### Text:
□ □ □
At a historic 1977 Pan-Africanist festival in Lagos, Nigeria, Marilyn Nance documented a moment of intense collision, collectivity, and euphoria.

Marilyn Nance
Al and Ali, 1981

Biography

Marilyn Nance spent her childhood learning about her family through photographs. She received her first camera as a gift at age eight. Her formative years took place in the 1960s amid the backdrop of the civil rights and Black Arts movements.

From 1971 to 1972, she studied journalism at New York University. Upon enrolling at the Pratt Institute, she became increasingly aware of the lack of Black photojournalists working at major news publications. In the following years, she took freelance photographs for the Village Voice. In 1977, while still a student at Pratt, she applied to show her photography at the Second World Black and African Festival of Arts and Culture (FESTAC) in Lagos, Nigeria. Due to budget cuts, she was unable to present her work and instead traveled to the festival as a photo technician.
□ □ □
(Pointing dataset excerpts)
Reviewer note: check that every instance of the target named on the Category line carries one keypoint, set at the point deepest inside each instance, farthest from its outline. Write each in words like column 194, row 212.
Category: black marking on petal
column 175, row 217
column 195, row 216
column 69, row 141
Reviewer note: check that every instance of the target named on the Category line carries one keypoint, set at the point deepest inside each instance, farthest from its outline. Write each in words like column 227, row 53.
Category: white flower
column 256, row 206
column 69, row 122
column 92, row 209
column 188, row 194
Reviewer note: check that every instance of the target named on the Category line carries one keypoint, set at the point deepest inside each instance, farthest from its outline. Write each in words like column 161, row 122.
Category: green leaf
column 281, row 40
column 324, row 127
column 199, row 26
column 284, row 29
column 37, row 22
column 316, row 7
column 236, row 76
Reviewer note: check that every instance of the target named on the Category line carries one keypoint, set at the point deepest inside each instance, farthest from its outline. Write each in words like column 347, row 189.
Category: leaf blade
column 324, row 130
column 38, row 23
□ □ □
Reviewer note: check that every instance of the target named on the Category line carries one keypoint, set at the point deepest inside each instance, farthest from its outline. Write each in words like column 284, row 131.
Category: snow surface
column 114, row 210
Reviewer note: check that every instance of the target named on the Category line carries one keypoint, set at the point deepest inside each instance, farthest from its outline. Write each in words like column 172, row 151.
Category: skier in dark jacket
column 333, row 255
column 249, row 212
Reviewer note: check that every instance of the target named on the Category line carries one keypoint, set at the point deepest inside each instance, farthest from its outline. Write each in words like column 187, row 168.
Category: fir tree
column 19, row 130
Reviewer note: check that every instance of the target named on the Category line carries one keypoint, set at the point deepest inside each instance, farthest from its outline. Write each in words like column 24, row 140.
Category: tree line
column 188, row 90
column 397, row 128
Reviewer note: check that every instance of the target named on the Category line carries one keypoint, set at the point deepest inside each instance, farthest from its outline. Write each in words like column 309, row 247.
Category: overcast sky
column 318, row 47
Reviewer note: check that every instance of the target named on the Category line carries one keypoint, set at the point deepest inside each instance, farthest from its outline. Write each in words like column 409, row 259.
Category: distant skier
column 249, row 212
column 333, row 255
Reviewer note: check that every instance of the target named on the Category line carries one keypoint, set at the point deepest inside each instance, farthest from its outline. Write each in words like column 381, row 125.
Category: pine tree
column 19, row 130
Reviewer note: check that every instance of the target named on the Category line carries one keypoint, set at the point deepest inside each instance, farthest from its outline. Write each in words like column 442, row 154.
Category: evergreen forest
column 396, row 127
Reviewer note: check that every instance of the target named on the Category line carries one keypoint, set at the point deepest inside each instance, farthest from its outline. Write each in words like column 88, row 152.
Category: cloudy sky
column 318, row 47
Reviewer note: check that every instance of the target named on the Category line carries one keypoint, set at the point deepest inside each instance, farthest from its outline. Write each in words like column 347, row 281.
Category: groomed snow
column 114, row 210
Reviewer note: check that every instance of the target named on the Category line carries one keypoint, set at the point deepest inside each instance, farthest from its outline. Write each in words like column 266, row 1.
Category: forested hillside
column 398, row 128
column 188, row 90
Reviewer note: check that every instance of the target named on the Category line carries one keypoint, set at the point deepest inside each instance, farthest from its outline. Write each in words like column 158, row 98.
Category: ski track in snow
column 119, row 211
□ □ □
### Problem details:
Render this sentence from the Marilyn Nance biography in Spanish: "She received her first camera as a gift at age eight." Work only from the Marilyn Nance biography.

### Result:
Recibió su primera cámara como regalo a los ocho años.